I got around to bypassing the amp gauge today. Last week when starting up the Clipper it died and I could observed a burnt electrical smell. I suspected the amp gauge. As I was disconnecting wires, I noticed that there was a 20 amp circuit breaker connected to the black wire amp post with a small gauge wire going to a harness connected to a relay on the back of the instrument circuit board. The connection on the relay plugged into the headlight switch. Turns out the wire supplies power to the tail lights and marker lights. I ended up removing the circuit breaker and splicing the wire from the relay into a 12 volt wire of the same gauge that powers the light on my external temperature gauge. Once everything was put back together, the RV started right up and the side lights and marker lights worked fine. The previous way it was setup looked very Mickey Mouse to me.  I kept the wire connected to the relay, but didn't feel safe splicing the wire from the relay into the 10 gauge with so many amps running through it so that was my thought on choosing another power source. I choose connecting it to the wire powering my external temp gauge. I can tell someone in the past had made some changes to the wiring into the instrument cluster, so my first thought was someone had changed the connection to the marker lights. Looking at the service manual, I saw this was the original configuration for the Dodge B300 van and not unique to the RV conversion. I'm curious why the the connection was not through the welded splice like the diagram shows for most old Mopars. I ordered on Amazon a USB charger that plugs into the cigarette lighter that monitors volts to replace the amp gauge.
77 821 F 1 T Dodge 440

SierraJoe

Volt meter came in today and when I plugged it in and started the RV, it was overcharging and reading between 18 and 19 volts. That would explain why I had to replace the two year old battery when I bought the RV last May. It had a new alternator installed two years ago but the voltage regulator looks fairly old. I disconnected the voltage regulator and when I started the RV, it was not charging. I'm going to assume the voltage regulator is bad. I'll pick one up after work tomorrow and see if that fixes the problem. Hopefully I haven't damaged the battery. Luckily I've only been out on two short trips since I bought the RV.
77 821 F 1 T Dodge 440

austech360

My Clipper has the same issue! I've been researching it.. I guess if the wiring is old and has voltage drop, the VR will see low voltage, and increase the charging voltage to compensate, or I guess these things just fail and start doing wonky things. With a multimeter, on the 20K ohms setting, it should read 1.75 If it's too high. it will output low voltage, if it's too low, it will output high voltage. I think I have that right. It might be the opposite, but this way makes the most sense.

[RECORDS SHOWN]
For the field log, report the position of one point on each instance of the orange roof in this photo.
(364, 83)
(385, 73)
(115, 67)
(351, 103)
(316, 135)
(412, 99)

[GIVEN TASK 1] Copy the passage of the RV wiring thread from "My Clipper has" up to and including "the most sense.".
[GIVEN TASK 2]
Do these statements agree with the RV wiring thread? Answer each with yes or no and quote the words from the thread that decide it.
(a) The wire from the relay supplies power to the tail lights and marker lights.
(b) The service manual showed that the marker light connection was unique to the RV conversion.
(c) When the RV was started with the volt meter plugged in, it read between 18 and 19 volts.
[GIVEN TASK 3] In the RV wiring thread, what was ordered on Amazon to replace the amp gauge?

[OUTPUT 1]
My Clipper has the same issue! I've been researching it.. I guess if the wiring is old and has voltage drop, the VR will see low voltage, and increase the charging voltage to compensate, or I guess these things just fail and start doing wonky things. With a multimeter, on the 20K ohms setting, it should read 1.75 If it's too high. it will output low voltage, if it's too low, it will output high voltage. I think I have that right. It might be the opposite, but this way makes the most sense.

[OUTPUT 2]
(a) Yes: "Turns out the wire supplies power to the tail lights and marker lights."
(b) No: "I saw this was the original configuration for the Dodge B300 van and not unique to the RV conversion."
(c) Yes: "it was overcharging and reading between 18 and 19 volts."

[OUTPUT 3] A USB charger that plugs into the cigarette lighter and monitors volts.